What to produce
The answer is the full set of records below, transcribed exactly.

[Stored data]

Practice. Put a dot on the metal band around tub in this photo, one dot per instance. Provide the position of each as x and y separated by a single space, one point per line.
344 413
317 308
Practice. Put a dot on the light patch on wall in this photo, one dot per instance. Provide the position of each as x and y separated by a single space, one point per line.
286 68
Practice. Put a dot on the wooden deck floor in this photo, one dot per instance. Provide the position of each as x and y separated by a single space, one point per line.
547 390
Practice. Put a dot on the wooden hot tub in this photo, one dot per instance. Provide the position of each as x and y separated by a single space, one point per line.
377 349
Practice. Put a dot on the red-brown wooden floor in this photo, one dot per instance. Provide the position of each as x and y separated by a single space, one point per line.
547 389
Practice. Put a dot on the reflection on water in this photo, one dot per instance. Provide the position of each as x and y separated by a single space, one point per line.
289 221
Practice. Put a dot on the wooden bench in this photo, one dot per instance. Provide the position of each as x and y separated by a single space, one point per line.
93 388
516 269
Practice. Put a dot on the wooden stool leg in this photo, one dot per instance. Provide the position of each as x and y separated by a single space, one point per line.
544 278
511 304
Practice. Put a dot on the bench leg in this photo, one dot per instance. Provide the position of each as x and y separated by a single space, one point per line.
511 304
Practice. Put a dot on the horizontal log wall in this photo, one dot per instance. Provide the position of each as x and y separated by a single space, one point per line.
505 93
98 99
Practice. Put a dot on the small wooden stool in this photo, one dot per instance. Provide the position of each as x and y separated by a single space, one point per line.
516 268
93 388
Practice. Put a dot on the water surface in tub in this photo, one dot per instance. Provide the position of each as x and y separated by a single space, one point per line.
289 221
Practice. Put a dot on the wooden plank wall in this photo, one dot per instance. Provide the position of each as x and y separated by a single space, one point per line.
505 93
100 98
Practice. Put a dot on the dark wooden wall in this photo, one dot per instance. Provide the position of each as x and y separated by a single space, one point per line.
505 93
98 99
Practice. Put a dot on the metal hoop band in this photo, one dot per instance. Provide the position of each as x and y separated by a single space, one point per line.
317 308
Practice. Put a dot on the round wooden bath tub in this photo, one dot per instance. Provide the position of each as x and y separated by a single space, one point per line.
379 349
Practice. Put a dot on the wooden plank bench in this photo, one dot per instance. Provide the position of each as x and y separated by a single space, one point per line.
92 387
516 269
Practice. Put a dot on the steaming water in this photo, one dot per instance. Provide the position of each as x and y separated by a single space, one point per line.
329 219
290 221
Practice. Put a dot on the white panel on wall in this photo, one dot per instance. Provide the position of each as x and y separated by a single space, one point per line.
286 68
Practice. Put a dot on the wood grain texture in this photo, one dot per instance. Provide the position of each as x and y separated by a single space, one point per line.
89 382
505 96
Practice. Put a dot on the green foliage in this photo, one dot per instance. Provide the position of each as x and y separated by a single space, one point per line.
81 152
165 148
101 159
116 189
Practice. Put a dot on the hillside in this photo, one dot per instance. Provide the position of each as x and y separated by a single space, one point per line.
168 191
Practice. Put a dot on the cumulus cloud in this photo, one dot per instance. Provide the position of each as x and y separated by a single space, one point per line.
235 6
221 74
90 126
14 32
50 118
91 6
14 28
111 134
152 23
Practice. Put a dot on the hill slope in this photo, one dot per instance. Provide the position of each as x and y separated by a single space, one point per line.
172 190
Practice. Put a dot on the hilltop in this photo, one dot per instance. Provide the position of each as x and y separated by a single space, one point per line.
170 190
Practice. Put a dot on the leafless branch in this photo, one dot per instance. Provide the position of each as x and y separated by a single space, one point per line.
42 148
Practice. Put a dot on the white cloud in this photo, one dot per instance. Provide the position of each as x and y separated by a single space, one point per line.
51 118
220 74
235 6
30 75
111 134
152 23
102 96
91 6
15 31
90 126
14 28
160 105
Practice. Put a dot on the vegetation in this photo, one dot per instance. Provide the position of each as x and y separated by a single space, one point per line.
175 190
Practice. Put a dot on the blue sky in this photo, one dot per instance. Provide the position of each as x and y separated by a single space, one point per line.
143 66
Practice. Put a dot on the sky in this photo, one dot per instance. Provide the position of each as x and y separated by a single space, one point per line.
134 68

[/Stored data]

Answer to the problem
Practice. Put a dot on the metal band around tub in this photo, one dot per instance. Provide the position of each as x and y separated by a single space, one point per line.
344 413
317 308
Practice. Put a dot on the light patch on wall in this photo, one dot per instance. Provide the position of each as x and y separated by a single space, one point per line.
286 68
Practice. Put a dot on the wooden deck floor in this photo, one dot per instance. Provide the position of each as x and y separated by a single space, one point per line.
547 390
Practice. Put a dot on the wooden hot tub in this photo, one dot per instance. Provide the position of each as x and y separated by a single space, one point per line.
377 349
Practice. Put a dot on the red-brown wooden floor in this photo, one dot per instance. Provide the position of each as x and y separated by a single space, one point per line.
547 389
Practice. Put a dot on the reflection on water in this photo, one dot per instance. Provide the position of each as x and y separated by a single space, one point per line.
289 221
Practice. Put a dot on the wooden bench in this photo, one dot per instance. Provide the position of each as x and y separated by a single space, one point per line.
93 388
516 269
Practice. Put a dot on the wooden stool leg in this photo, one dot per instance. Provide the position of each as x and y separated by a single space, one point per line.
544 278
511 304
Practice. Put a dot on the bench leg in this photo, one dot per instance. Provide the position of each as x and y separated by a single space, one point per line.
511 304
Practice. Put a dot on the horizontal log wall in this photo, one dot per instance. Provide the position of each as x and y separated by a single space, one point per line.
505 93
98 99
Practice. Put a dot on the small wooden stool in this photo, one dot per instance. Provide the position of each as x and y separated by a single space, one point per line.
516 268
93 388
Practice. Put a dot on the water surface in tub in this photo, one dot per instance. Provide the position of each as x and y separated by a single space, one point per line.
289 221
Practice. Put a dot on the wooden plank wall in this photo, one dot per instance. Provide the position of each as x and y separated by a single space, one point per line.
505 93
100 98
Practice. Put a dot on the dark wooden wall in this photo, one dot per instance. Provide the position of each as x and y separated by a single space, one point per line.
505 93
98 99
Practice. Put a dot on the metal hoop band in this photo, one dot per instance. Provide the position of each as x and y separated by a single space, one point per line.
317 308
Practice. Put a dot on the round wooden bath tub in this photo, one dot per instance. Provide the position of each as x and y separated by a single space, one point per line.
379 349
Practice. Put a dot on the wooden plank bench in this photo, one dot per instance. Provide the position of each as x and y separated by a single space, one point per line.
92 387
516 269
Practice. Put a dot on the steaming water in this photo, one dot per instance. Provide the position of each as x and y separated by a single space, one point per line.
329 219
290 221
Practice. Put a dot on the white panel on wall in this photo, one dot per instance. Provide the position of each as x and y separated by a single space, one point per line.
286 68
Practice. Put a dot on the wood grain texture in this photo, one dot per instance. Provide the position of each as x and y separated by a single space, one point per line.
89 382
505 96
Practice. Put a dot on the green foliage in this photo, one dot per instance. Provide the position of each as x and y separated by a single space, one point per line.
81 152
165 148
101 159
116 189
Practice. Put a dot on the hillside in this photo, one dot per instance. Provide the position of each as x and y separated by a single space, one point per line.
168 191
Practice. Put a dot on the cumulus cloud in this photo, one dot per instance. Provide the position of each as x and y separated by a single space, one point per line.
235 6
221 74
90 126
14 32
50 118
91 6
14 28
111 134
152 23
Practice. Put a dot on the hill slope in this photo, one dot per instance. Provide the position of each as x and y separated by a single space, one point per line.
172 190
Practice. Put a dot on the hilltop in this photo, one dot per instance. Provide the position of each as x and y separated by a single space, one point per line.
170 190
Practice. Put a dot on the leafless branch in this photo, one dot per instance. Provide the position of each as x and y separated by a single space, one point per line.
42 148
Practice. Put a dot on the white cloud in this photo, one dot per instance. Provide the position of each as x and y separated by a single space, one point per line.
51 118
220 74
235 6
30 75
111 134
152 23
102 96
91 6
15 31
90 126
14 28
160 105
Practice. Put a dot on the vegetation in this photo, one dot per instance. Provide the position of each as x and y separated by a single space, one point per line.
175 190
Practice. Put a dot on the blue sky in this photo, one dot per instance. Provide the position of each as x and y separated by a single space, one point per line.
143 66
Practice. Put a dot on the sky in this photo, one dot per instance. Provide the position of each as x and y separated by a single space, one point per line.
134 68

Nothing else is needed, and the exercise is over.